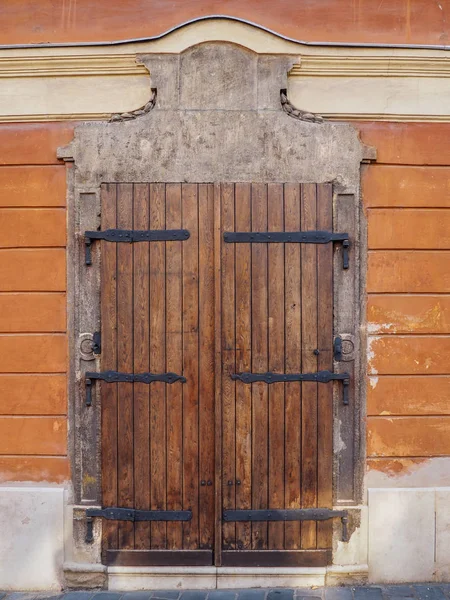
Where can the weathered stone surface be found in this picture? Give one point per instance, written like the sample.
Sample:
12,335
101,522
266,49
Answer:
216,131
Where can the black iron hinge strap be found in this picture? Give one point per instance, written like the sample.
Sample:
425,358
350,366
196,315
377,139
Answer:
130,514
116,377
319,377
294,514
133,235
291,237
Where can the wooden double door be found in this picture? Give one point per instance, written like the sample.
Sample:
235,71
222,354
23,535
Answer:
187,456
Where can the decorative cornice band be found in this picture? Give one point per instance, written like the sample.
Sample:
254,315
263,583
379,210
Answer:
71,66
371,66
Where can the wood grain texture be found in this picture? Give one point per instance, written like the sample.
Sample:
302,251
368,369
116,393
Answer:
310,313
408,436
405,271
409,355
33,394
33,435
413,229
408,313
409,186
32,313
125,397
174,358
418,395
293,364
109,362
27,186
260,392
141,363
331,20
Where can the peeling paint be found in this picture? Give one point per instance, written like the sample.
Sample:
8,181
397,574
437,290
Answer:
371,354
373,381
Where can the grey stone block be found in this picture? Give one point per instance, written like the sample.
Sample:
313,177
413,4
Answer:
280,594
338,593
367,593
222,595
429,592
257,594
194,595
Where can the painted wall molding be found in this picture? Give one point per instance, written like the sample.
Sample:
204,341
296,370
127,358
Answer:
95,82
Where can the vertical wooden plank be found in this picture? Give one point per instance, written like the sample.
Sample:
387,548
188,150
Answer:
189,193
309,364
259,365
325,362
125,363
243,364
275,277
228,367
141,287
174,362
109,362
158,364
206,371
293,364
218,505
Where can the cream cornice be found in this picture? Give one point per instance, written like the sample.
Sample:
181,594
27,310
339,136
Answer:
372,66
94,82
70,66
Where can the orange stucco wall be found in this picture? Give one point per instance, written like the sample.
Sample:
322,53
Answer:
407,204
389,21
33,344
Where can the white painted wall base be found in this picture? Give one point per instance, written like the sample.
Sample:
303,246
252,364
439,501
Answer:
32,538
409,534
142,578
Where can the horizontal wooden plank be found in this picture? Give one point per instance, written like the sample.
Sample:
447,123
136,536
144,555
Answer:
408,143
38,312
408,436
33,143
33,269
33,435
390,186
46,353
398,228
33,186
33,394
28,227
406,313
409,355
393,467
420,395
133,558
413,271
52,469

----

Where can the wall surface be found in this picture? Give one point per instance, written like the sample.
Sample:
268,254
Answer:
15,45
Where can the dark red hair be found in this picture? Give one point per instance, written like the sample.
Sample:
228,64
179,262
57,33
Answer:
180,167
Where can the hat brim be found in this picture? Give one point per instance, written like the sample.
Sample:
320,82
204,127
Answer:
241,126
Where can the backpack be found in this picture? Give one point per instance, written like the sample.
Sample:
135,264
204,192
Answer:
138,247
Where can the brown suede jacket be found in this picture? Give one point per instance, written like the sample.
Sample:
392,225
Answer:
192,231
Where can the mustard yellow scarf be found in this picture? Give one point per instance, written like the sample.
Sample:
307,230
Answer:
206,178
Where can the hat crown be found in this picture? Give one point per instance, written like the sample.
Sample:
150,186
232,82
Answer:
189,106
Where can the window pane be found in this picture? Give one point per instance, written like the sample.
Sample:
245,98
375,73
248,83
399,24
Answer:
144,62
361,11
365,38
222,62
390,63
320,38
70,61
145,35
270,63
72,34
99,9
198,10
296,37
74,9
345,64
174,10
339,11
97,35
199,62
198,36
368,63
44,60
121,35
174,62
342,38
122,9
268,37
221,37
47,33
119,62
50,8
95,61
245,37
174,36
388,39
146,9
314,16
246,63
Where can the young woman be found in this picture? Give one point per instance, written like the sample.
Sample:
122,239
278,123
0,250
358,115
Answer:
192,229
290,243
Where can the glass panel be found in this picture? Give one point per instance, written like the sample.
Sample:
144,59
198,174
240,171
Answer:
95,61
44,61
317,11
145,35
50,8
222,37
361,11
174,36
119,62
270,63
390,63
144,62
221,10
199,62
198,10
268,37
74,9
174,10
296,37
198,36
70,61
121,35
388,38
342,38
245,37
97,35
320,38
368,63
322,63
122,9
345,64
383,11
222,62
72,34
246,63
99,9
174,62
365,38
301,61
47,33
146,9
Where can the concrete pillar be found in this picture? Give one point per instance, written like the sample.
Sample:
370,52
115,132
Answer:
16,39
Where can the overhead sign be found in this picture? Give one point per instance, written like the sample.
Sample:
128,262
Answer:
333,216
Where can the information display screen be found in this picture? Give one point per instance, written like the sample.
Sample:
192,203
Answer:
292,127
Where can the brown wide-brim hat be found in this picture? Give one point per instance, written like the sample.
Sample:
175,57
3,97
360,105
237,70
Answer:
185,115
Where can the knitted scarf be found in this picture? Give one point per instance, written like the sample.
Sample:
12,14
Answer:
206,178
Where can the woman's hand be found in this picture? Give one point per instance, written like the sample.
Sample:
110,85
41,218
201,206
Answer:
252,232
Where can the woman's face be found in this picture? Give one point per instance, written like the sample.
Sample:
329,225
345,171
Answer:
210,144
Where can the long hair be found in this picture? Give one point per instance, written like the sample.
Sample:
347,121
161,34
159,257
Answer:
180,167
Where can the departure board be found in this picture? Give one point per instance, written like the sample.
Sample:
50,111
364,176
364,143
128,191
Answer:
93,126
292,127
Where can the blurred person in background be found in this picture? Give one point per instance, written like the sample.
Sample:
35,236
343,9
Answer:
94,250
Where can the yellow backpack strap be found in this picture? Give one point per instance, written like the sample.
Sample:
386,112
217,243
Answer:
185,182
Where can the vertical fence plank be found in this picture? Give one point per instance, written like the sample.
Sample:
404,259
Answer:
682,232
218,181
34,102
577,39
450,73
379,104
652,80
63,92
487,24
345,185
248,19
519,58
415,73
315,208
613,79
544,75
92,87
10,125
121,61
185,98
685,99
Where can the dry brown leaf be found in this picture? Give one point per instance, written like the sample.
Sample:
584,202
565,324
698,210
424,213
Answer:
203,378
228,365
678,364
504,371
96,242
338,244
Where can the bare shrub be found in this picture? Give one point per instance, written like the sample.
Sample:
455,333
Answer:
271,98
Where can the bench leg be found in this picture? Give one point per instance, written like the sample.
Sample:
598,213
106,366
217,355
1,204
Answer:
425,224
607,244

----

__What you need to do__
Gather every line of the records above that contains the string "brim", matching case exactly.

__Task answer__
Where can the hat brim be found in this picture? Give one point per instance, written like the sample.
Where can the brown wide-brim hat be found in this picture? Give one point per instance, written like the sample.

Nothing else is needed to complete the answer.